**Data for analysis:**
---+---

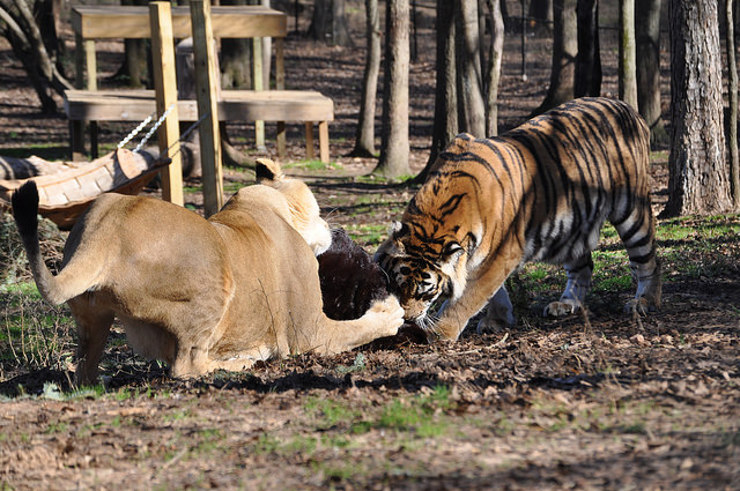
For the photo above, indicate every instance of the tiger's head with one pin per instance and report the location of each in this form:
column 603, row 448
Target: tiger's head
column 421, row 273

---+---

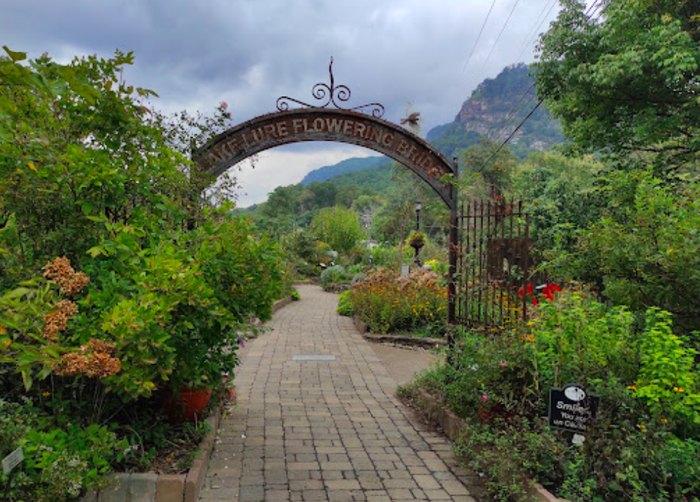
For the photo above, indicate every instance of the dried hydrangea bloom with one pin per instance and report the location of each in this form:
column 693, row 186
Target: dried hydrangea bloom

---+---

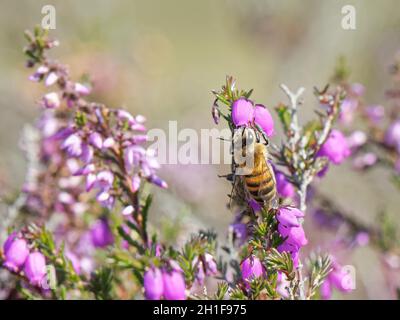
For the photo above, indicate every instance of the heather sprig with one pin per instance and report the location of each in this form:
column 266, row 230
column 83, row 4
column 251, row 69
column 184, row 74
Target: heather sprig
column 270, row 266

---+---

**Work order:** From the records above, state how many lines contain the word "dried", and leave out everything else.

**Solution to the problem:** 2